Task
Pull out every line of the material below that contains the word "highlight", and copy each one.

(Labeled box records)

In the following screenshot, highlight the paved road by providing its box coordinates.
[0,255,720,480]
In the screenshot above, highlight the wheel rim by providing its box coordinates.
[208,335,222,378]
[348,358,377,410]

Finished exercise
In the following screenshot, highlight the paved road by providing its box coordinates.
In the screenshot above, highlight the wheel rim by providing its box coordinates.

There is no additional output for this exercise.